**Entries shown**
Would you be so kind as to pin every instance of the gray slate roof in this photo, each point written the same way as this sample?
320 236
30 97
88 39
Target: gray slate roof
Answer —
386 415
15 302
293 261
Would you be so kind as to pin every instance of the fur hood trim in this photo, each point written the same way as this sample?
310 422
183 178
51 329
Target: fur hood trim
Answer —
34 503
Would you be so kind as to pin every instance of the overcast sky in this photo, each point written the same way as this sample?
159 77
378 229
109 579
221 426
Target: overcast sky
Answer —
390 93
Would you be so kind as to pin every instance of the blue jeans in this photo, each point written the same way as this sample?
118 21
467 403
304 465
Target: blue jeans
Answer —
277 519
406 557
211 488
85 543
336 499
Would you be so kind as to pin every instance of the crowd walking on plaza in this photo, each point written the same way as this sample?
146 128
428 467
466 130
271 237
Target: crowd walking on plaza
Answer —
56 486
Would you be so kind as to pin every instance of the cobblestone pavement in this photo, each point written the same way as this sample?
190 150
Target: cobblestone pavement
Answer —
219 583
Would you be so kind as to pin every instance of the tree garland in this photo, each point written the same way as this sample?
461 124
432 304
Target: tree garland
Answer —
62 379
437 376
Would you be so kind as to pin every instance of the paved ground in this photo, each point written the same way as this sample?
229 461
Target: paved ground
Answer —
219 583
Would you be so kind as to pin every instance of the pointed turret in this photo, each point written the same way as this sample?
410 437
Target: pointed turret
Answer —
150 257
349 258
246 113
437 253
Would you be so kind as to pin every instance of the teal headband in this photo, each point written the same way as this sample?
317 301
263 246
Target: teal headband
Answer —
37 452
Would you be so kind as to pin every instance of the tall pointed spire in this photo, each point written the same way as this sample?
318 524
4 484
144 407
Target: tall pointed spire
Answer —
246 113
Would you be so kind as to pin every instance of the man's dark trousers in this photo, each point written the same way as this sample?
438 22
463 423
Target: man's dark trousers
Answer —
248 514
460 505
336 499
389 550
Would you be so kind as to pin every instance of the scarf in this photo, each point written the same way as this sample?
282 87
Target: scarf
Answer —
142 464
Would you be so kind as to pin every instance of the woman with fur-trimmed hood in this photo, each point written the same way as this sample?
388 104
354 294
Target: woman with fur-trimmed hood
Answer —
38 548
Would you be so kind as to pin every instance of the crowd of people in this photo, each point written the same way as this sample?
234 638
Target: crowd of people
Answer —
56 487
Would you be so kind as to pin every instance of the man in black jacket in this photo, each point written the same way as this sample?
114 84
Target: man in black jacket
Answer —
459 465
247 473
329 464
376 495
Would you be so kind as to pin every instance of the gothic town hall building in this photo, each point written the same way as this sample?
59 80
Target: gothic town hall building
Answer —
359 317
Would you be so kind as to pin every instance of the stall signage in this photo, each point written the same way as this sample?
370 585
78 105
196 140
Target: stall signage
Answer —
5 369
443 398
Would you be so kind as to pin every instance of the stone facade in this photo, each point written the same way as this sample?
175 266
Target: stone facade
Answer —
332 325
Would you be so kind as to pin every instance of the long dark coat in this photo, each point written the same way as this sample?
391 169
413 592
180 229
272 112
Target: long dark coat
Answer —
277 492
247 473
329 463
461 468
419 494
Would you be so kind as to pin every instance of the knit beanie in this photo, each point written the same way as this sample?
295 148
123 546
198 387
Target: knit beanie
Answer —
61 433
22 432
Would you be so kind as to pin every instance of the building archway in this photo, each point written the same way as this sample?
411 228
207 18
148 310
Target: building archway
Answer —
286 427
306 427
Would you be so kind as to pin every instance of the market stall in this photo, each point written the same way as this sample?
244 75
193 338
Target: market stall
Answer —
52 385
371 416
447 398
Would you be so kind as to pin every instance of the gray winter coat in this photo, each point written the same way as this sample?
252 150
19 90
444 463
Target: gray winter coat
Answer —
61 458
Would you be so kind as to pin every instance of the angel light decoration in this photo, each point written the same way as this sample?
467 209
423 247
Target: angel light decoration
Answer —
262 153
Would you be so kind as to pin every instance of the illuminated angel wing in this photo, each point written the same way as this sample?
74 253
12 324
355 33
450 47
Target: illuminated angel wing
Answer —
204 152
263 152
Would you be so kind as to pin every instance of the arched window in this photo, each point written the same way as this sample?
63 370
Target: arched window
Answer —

**Goal of the exercise**
Nothing but the lines from the one containing "Target: angel light decoration" through the end of the material should appear; please return them exactly.

**Output for this task**
Target: angel light decoration
Answer —
262 153
Would you be so kind as to pin every instance of the illuminated angel wing in this photo, each point written the same way as this sample?
74 253
12 324
355 33
450 47
Target: illuminated angel wing
Answer —
204 152
263 152
Would you be so kind as to pin every instance of the arched window in this photo, each point written the same way as this sample?
63 370
Target: arched window
Answer —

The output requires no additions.